> **TASK STATEMENT**
Rewrite the rows below so that "nightly" becomes "weekly" wherever it occurs, keeping everything else the same.

----- MATERIALS PROVIDED

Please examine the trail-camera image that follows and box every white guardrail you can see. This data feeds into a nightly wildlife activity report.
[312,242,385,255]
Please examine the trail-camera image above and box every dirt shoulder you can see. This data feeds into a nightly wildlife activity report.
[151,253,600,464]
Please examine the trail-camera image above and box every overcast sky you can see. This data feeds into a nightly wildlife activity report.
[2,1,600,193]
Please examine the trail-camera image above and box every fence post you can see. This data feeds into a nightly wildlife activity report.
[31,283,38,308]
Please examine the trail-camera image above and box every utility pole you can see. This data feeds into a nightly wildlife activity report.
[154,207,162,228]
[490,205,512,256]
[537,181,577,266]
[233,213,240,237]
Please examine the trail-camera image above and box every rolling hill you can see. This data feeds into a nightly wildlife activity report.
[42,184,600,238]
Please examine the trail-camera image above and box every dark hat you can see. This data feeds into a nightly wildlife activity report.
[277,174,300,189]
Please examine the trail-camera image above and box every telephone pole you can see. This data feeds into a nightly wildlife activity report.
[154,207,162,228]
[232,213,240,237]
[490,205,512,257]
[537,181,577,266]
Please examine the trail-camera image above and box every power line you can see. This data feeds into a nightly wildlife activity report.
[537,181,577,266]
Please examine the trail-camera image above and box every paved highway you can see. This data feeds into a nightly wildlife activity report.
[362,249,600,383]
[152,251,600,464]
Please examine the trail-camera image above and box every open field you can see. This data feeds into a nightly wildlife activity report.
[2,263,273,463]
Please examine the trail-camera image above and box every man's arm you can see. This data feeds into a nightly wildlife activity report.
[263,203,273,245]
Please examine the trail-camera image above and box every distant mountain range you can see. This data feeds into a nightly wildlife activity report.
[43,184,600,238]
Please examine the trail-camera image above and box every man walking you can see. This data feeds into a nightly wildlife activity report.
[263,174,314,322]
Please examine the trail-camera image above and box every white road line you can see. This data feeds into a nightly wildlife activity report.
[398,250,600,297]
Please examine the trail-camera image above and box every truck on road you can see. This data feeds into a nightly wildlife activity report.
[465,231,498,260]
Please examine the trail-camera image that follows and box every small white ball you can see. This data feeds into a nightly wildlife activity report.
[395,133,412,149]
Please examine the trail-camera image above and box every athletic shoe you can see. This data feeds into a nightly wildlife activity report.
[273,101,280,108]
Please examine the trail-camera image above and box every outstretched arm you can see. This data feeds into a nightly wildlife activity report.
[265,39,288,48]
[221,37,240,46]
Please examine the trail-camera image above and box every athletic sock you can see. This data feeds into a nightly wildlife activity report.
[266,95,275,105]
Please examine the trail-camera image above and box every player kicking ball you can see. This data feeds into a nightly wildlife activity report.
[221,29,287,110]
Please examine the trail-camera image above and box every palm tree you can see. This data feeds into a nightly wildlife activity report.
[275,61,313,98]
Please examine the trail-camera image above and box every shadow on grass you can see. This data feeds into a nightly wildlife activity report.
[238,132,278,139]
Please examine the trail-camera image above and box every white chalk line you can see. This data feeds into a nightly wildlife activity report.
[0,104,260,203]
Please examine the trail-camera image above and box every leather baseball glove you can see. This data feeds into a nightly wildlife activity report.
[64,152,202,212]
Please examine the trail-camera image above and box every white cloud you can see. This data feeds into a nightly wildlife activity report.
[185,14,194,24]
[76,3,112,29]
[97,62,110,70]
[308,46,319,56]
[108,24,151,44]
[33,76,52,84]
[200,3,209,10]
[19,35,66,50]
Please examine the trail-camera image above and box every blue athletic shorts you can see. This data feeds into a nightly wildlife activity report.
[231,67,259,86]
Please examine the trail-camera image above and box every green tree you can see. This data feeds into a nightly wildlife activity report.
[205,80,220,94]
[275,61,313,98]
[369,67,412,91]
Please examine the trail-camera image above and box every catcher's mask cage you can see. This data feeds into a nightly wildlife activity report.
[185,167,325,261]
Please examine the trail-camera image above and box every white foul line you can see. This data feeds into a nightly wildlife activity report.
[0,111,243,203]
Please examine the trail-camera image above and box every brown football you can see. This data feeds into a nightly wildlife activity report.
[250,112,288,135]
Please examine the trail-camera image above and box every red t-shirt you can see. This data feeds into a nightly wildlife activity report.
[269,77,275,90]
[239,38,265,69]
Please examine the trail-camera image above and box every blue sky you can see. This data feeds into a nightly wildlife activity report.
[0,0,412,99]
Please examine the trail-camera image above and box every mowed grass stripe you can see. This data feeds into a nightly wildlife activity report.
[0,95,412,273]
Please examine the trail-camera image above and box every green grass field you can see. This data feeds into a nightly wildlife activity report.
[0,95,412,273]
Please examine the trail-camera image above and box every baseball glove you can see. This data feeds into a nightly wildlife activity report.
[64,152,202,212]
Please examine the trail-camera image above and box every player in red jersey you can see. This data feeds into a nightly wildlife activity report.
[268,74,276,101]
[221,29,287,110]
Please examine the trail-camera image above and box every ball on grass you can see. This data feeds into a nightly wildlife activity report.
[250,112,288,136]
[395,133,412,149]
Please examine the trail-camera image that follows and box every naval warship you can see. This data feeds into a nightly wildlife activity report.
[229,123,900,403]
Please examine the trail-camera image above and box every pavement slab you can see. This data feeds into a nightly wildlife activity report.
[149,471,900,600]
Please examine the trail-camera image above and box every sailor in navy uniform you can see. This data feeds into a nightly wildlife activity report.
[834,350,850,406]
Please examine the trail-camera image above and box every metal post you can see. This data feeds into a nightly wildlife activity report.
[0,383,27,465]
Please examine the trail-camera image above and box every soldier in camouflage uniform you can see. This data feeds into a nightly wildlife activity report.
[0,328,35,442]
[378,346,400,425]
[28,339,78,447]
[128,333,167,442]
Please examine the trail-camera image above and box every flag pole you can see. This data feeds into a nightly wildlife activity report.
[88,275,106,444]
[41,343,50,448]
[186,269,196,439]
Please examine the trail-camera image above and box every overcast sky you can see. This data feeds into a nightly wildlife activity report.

----------

> **OUTPUT OF THE TASK**
Please examine the trail-camera image that follows and box every white guardrail you can see. This data feeds into a weekly wildlife activity report.
[312,242,385,255]
Please examine the trail-camera image above and box every dirt shoulder you can see. This data feeds into a weekly wildlife activity report.
[151,253,600,464]
Please examine the trail-camera image above and box every overcast sky you can see. This data feeds into a weekly wildlife activity report.
[2,1,600,193]
Please examine the trail-camera image above and box every fence post you can see. This data feeds into a weekly wildlife activity report.
[31,283,38,308]
Please examine the trail-camera image above and box every utility pole you can see. This data feeds into a weekly wildlife activity report.
[154,207,162,228]
[490,205,512,256]
[537,181,577,266]
[233,213,240,237]
Please examine the trail-camera image above and box every rolling hill you can see. This data feeds into a weekly wildlife activity report.
[42,184,600,238]
Please examine the trail-camera image above and box every dark hat you can see. This data feeds into a weekly wildlife activity report.
[277,174,300,189]
Please examine the trail-camera image above and box every telephone pole you can see. This data feeds into a weekly wildlife activity report.
[154,207,162,228]
[232,213,240,237]
[490,205,512,257]
[537,181,577,266]
Please examine the trail-camera image above and box every power line you can see. This data feeds into a weekly wildlife activity report.
[537,181,577,266]
Please examine the trail-camera image above and box every paved highway you can see. This data feeds into a weekly wildlife activity report.
[362,249,600,383]
[152,251,600,464]
Please examine the trail-camera image above and box every open field you can see. This data feeds into a weekly wildlife activity report.
[2,263,273,463]
Please examine the trail-camera image above and box every man's arm you can see. This data feeds into a weekly wildlife activity report.
[263,203,273,245]
Please examine the trail-camera image above and box every distant mountain range you can see. This data feeds into a weekly wildlife activity report.
[43,184,600,238]
Please examine the trail-camera image above and box every man walking you can see. This data feeds into a weekly wildlife activity report.
[263,174,314,322]
Please examine the trail-camera image above and box every white road line you can see. This data feeds into a weekly wildlife activity report.
[398,250,600,297]
Please examine the trail-camera image above and box every truck on road you can see. This data feeds into a weekly wildlife activity report.
[465,231,498,260]
Please examine the trail-camera image that follows and box every small white ball you can see. This data feeds into a weekly wildlife activity report.
[395,133,412,149]
Please examine the trail-camera image above and box every athletic shoe you can see. This data feeds into a weekly wildlife activity report.
[273,101,280,108]
Please examine the trail-camera image above and box every outstretched arm you can see. This data feeds into a weekly wildlife activity report.
[265,39,288,48]
[221,37,240,46]
Please examine the trail-camera image above and box every athletic sock you can see. This data feeds into a weekly wildlife activity report.
[266,95,275,105]
Please examine the trail-camera image above and box every player kicking ball you can see. This data feeds into a weekly wildlife activity report.
[221,29,287,110]
Please examine the trail-camera image above and box every palm tree you can see. This data feeds into a weekly wildlife activity report.
[275,61,313,98]
Please examine the trail-camera image above and box every shadow on grass you can see. This data feeds into a weekly wildlife activity report.
[238,132,278,139]
Please examine the trail-camera image above and box every white chalk line you can see. This data feeds into a weekly wildlife activity report.
[0,104,260,203]
Please examine the trail-camera image above and box every leather baseball glove you can see. This data feeds into a weekly wildlife activity report.
[64,152,202,212]
Please examine the trail-camera image above and box every white cloud you can see. This data feeds into a weekly wildlife activity report.
[185,14,194,24]
[76,3,112,29]
[97,62,110,70]
[308,46,319,56]
[108,24,151,44]
[33,76,52,84]
[200,3,209,10]
[19,35,66,50]
Please examine the trail-camera image above and box every blue athletic shorts you can see. This data feeds into a weekly wildlife activity report.
[231,67,259,86]
Please examine the trail-camera image above and box every green tree you can see. This data feeds into a weekly wildlife activity report.
[205,80,220,94]
[275,61,313,98]
[369,67,412,91]
Please examine the trail-camera image above and box every catcher's mask cage you can see. This data feeds into a weekly wildlife activity report.
[185,167,325,261]
Please examine the trail-camera image above and box every white foul line you can see. This data feeds into a weekly wildlife activity report.
[0,111,243,203]
Please examine the trail-camera image above and box every brown football you can see. This data feeds into a weekly wildlife activity report.
[250,112,288,135]
Please examine the trail-camera image above and box every red t-shirt you can see. This data feeds into a weekly wildlife activity report.
[269,77,275,90]
[239,38,265,69]
Please examine the trail-camera image above and box every blue sky you can see. This data feeds into a weekly wildlife activity report.
[0,0,412,99]
Please examine the trail-camera image above and box every mowed grass stripe you can see. This data feeds into a weekly wildlife activity report.
[0,95,412,273]
Please examine the trail-camera image above and box every green grass field you can see. This data feeds into a weekly wildlife activity report.
[0,95,412,273]
Please examine the trail-camera image above and box every baseball glove you can see. This data feeds into a weekly wildlife activity report.
[64,152,202,212]
Please examine the trail-camera image above and box every player in red jersey you can see. This data feeds into a weekly wildlife activity report.
[268,74,276,101]
[221,29,287,110]
Please examine the trail-camera image above and box every ball on grass you can see. This data feeds into a weekly wildlife activity report.
[250,112,288,136]
[395,133,412,149]
Please examine the trail-camera image that follows and box every naval warship you can see. This data feeds into a weekly wildlife activity report.
[229,123,900,403]
Please examine the trail-camera image above and box every pavement slab you can see. This data feeds into a weekly wildlife activity report.
[149,471,900,600]
Please examine the trail-camera image above and box every sailor in navy uniform you can see. This data feeds into a weekly wildlife activity report.
[834,350,850,406]
Please examine the trail-camera image above and box every metal post you can see. This data feeds into a weekly wildlife activity report.
[0,383,27,465]
Please examine the trail-camera image above and box every soldier in camouflage uniform you can see. This data feeds into a weekly wildlife activity report.
[0,328,35,442]
[378,346,400,425]
[28,339,78,447]
[128,333,167,442]
Please examine the trail-camera image above and box every flag pole you can see. This data feeds into a weekly wildlife activity report.
[88,275,106,444]
[41,343,50,448]
[186,269,196,439]
Please examine the trail-camera image above and box every overcast sky you can see. This data feeds into a weekly wildlife activity report.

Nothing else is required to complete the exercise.